Put the lines of the listing below into a numbered list, skipping any blank lines. Leave the pictures out of your answer.

• **EXERCISE INPUT**:
= = = = =

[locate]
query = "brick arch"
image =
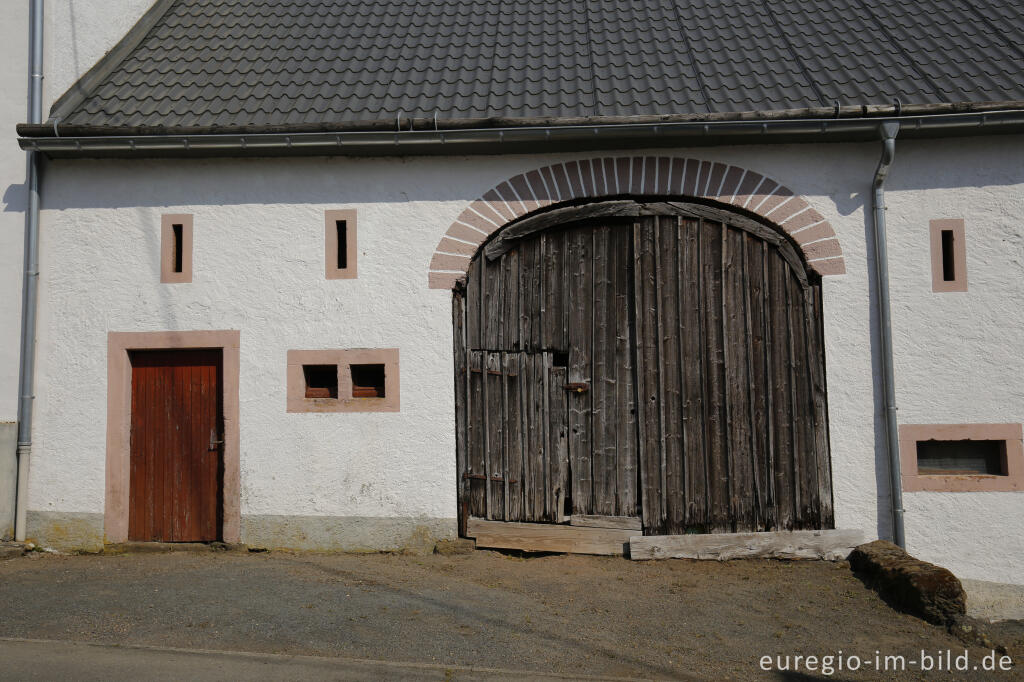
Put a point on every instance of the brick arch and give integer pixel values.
(594, 178)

= = = = =

• **EXERCISE SOLUTION**:
1. [locate]
2. query = "brick arch"
3. image =
4. Put a point on every instance of the brick arch and give integer pixel values.
5. (594, 178)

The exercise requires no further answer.